▶ **REQUIREMENT 1**:
In the passage about the DRS director, list every area of activity that Saidani says the department interferes with.
▶ **REQUIREMENT 2**:
Render this sentence from the passage about the DRS director in French: "Instead of managing the country's security, this department (the DRS) interferes with the activities of political parties, the judiciary and the press," Saidani said, in the first such open criticism of the veteran intelligence chief.
▶ **REQUIREMENT 3**:
Write the next few sentences of the passage about the DRS director, picking up right after its final sentence.

▶ **PASSAGE GIVEN**:
[start]
The FLN chief, who has repeatedly backed a fourth term for the incumbent, even though he has not been seen or heard in public since his stroke, last week demanded that veteran DRS director Mohamed "Tewfik" Mediene step down, saying that his persistent interference in politics came at the detriment of security.
He accused the shadowy general, who has held his post since 1990 but never appears in public, of a string of security failures, including the military's handling of a hostage-taking at a desert gas plant by armed Islamists last year in which nearly 40 foreign workers died.
"Instead of managing the country's security, this department (the DRS) interferes with the activities of political parties, the judiciary and the press," Saidani said, in the first such open criticism of the veteran intelligence chief.
[end]
▶ **MATERIAL PROVIDED**:
[start]
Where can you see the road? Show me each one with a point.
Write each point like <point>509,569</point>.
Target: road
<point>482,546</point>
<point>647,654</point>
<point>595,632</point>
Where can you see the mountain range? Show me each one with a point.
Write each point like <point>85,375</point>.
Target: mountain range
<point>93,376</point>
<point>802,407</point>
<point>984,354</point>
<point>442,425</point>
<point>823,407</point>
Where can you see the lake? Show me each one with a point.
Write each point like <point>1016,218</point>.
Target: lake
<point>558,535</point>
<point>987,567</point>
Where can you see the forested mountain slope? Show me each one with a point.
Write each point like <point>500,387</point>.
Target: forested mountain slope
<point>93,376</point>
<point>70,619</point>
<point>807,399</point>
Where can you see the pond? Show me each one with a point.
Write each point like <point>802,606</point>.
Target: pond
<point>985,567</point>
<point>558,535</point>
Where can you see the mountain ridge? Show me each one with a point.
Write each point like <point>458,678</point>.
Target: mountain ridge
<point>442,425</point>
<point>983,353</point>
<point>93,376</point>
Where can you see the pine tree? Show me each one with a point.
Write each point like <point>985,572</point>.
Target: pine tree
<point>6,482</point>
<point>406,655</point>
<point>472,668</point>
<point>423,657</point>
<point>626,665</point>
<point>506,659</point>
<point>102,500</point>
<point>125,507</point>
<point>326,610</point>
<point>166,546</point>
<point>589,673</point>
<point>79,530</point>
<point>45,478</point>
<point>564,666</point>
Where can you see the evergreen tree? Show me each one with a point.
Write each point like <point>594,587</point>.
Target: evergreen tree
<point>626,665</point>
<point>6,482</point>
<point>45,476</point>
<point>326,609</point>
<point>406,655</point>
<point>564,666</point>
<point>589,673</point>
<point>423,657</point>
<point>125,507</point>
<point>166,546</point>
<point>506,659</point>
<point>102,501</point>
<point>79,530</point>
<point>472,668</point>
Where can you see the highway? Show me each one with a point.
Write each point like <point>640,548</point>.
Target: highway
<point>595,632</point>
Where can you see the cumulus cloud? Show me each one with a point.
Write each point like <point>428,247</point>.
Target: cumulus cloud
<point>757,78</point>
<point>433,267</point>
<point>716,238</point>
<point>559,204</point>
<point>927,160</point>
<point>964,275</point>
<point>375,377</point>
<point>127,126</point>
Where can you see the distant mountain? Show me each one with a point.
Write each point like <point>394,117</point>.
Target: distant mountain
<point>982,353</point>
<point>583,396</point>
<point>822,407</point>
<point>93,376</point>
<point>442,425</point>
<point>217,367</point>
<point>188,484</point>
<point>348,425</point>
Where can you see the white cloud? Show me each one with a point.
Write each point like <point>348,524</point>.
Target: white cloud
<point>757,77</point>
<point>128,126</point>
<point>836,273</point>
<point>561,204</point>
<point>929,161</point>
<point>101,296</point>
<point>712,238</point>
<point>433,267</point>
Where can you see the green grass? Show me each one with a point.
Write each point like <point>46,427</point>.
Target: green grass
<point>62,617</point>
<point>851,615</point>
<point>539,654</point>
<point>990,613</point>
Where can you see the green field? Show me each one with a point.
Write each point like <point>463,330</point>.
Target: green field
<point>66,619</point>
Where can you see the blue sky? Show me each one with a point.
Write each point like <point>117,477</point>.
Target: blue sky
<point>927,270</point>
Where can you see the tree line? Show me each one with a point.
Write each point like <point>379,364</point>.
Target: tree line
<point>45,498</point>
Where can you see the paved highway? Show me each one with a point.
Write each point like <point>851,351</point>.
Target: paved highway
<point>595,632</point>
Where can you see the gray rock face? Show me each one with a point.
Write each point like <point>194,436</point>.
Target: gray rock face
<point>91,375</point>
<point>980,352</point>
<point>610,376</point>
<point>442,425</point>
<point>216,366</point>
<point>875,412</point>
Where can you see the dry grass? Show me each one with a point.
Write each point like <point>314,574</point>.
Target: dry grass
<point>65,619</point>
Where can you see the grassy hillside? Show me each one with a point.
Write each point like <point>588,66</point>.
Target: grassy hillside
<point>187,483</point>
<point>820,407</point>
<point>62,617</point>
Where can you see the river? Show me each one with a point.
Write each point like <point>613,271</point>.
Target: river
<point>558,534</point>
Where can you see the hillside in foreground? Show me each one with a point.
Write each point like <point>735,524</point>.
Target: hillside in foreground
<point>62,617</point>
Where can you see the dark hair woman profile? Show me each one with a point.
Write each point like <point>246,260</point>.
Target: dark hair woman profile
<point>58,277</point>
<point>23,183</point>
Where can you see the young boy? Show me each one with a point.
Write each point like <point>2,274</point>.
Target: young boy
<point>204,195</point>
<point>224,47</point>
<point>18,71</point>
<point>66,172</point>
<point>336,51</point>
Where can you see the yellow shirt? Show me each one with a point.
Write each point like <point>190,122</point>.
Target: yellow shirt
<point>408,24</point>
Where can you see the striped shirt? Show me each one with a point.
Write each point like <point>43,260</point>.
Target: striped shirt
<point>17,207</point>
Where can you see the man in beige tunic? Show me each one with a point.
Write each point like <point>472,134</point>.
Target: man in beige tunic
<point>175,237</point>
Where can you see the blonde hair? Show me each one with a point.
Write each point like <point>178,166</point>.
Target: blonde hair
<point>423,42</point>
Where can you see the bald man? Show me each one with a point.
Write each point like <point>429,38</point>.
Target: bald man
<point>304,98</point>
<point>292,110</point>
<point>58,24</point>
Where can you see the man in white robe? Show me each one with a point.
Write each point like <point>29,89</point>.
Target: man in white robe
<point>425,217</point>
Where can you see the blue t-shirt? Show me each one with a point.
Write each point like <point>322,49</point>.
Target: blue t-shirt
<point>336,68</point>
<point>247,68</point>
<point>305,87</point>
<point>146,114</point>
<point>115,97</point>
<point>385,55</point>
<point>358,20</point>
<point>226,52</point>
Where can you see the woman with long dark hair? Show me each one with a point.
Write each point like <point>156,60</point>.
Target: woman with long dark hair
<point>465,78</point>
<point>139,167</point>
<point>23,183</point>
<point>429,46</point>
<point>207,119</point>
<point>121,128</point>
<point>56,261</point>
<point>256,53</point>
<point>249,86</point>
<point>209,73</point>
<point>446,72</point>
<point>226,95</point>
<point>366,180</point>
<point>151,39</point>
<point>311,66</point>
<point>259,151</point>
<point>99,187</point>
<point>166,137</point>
[end]
▶ **RIGHT ANSWER 1**:
- Political parties
- The judiciary
- The press

▶ **RIGHT ANSWER 2**:
« Au lieu de gérer la sécurité du pays, ce département (le DRS) s'ingère dans les activités des partis politiques, de la justice et de la presse », a déclaré Saidani, dans la première critique ouverte de ce genre à l'encontre du chef chevronné du renseignement.

▶ **RIGHT ANSWER 3**:
But his tirade drew condemnation from dissident members of the FLN, which has been Algeria's leading party since independence except for a few years when the army dispensed with party politics altogether.
The Algerian press said at the time that the accusations levelled against Mediene, one of the hardline military leaders who cancelled a 1992 election which Islamists were poised to win, sparking a bloody decade-long civil war, exposed opposition from the intelligence chief to Bouteflika's re-election.
Like all of Algeria's leaders since independence, Bouteflika was chosen by the military to stand for the presidency in 1999. But after his election, he insisted he would not be another puppet of the generals.